Document text:
Keep shouting ITS NOT FAIR cause it isn't.
With a bit more anger all round we might force some real changes to find a cure.
You are so right when you say "many of you have been through this stage and have all approached it differently". And that is exactly why I feel strongly that there is no right way to take the news or to react. We are all individuals with different priorities and values, and cancer will have hit us each at a different stage in our lives. That must affect how we react.
I was diagnosed with liver mets in June 2007 and do recognise that feeling of resentment though having spent the last few years getting my life heading back where I wanted it to head after the primary dx. I have never cried in all that time for myself, though I do cry about lots of other things - most particularly my children, my hubby and my parents. Get very tearful when I think of how my illness and ultimate death is affecting (and will affect) them. I don't think not crying though is denial.
"How long have I got?" is the key question, isn't it? I used to wish the oncs could/would answer it but now accept completely that they really can't (just read some of the stories on here, both of people living much longer than anticipated and others, very sadly, dying so so quickly). I also think most of the time I prefer not to know - having a date might help with some of the decisions (re working or not and what to prioritise) but not sure I really want to have a definite date that I am heading towards. What a deadline!! (Sorry LOL)
So I do try not to put things off and do things when I can (cos I don't know how long I've got or indeed how long I will be able to do as much as I do now). Other than that I have continued pretty much as normal, adjusting when I have to.
Don't know whether any of this is helpful. I am sorry that you have had to "join" us but do hope that you get some support from the forum. AND manage to get some sleep! 4am is a horrible time to be awake in my view!
Sending you a big cyber hug Kay x
I am sorry to read what you are going through and just wanted to add that in addition to the wonderful support you will receive here, the helpliners are here for you with support and a 'listening ear' if you need one. The line is open weekdays 9-5 and Sat 9-2 on 0808 800 6000. The following link will take you to some further information if you wish to find out more about secondary support from BCC:
Over the past few weeks I've been going for lots of tests - at the moment I know I have spread to the eye and in my other breast and a CT showed dodgy signs in my lung and armpit that I'm fairly sure will turn out to be cancerous once they've explored a bit further.

Data for review:
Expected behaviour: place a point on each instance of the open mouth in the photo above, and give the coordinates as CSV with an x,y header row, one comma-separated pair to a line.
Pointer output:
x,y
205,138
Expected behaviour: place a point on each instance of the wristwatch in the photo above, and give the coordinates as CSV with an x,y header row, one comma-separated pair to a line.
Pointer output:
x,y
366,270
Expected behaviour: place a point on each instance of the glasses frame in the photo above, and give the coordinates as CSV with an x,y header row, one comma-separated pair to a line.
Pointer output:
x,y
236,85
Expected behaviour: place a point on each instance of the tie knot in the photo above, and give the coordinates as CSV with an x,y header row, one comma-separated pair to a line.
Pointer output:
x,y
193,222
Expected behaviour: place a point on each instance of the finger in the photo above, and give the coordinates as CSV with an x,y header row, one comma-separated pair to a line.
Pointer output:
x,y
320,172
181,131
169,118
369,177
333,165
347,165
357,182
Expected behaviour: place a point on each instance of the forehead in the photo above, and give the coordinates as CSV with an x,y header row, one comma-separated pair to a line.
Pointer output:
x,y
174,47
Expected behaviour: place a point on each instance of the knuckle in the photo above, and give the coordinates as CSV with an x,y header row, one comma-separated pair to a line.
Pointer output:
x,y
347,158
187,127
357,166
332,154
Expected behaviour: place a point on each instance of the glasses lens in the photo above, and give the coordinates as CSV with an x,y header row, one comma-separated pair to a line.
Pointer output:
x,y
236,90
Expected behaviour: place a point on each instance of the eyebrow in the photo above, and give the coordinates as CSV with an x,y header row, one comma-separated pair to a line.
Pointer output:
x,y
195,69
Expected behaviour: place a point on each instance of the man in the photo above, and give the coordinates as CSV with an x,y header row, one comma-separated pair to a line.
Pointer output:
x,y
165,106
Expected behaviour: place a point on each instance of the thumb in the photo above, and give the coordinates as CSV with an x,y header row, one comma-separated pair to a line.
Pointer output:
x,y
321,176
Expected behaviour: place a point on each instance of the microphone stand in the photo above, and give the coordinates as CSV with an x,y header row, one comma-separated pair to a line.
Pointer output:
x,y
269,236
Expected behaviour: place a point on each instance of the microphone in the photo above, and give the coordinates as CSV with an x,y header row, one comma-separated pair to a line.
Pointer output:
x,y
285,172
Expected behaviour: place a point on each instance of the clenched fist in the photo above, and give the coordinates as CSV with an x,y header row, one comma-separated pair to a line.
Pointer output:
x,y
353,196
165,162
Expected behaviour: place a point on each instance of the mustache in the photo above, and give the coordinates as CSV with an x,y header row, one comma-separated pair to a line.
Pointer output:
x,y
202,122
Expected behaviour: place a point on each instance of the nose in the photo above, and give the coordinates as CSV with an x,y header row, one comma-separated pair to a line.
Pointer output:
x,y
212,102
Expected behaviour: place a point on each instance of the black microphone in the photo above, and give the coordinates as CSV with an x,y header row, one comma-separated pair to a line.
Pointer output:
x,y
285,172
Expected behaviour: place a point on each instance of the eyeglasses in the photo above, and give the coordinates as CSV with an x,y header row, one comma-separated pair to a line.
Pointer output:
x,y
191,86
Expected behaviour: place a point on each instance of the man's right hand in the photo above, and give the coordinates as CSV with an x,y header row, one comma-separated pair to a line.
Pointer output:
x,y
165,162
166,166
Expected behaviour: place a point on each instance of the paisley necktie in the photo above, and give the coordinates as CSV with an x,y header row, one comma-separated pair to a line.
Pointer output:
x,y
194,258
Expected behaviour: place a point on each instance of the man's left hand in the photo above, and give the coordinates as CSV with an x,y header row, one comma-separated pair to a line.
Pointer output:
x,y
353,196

Your assignment: Resume the forum posts about living with secondary breast cancer, starting after their last sentence.

Expected answer:
At the moment to docs are all talking specifically about treating each problem but noone has talked to me about the big picture yet. I'm guessing I'm stuck with the cancer now - that whatever treatment I do, more is going to crop up elsewhere.
I turned 33 last week and quite frankly I'm feeling ITS NOT FAIR! Having survived the primary cancer 3 years ago, then 2 years later a local recurrence at the same time as splitting from my cheating husband I spent all of last year making my life wonderful again. I met the most wonderful guy and have just started a perfect job.
There's still an element of denial going on - I feel very tense and am not sleeping but still have not cried, ranted or anything else. I keep thinking 'what questions should I be asking, how should I be reacting' because on the surface I appear to be calm and in control.
I guess the big question I'm afraid to voice is 'how long have I got'? and that leaves the question - how would I live differently if they could tell me that.
I'm sure many of you have been through this stage and have all approached it differently. It helps to share on here and thought I'd just say 'hello' so that I have somewhere to come and rant at 4 in the morning when I can't sleep again!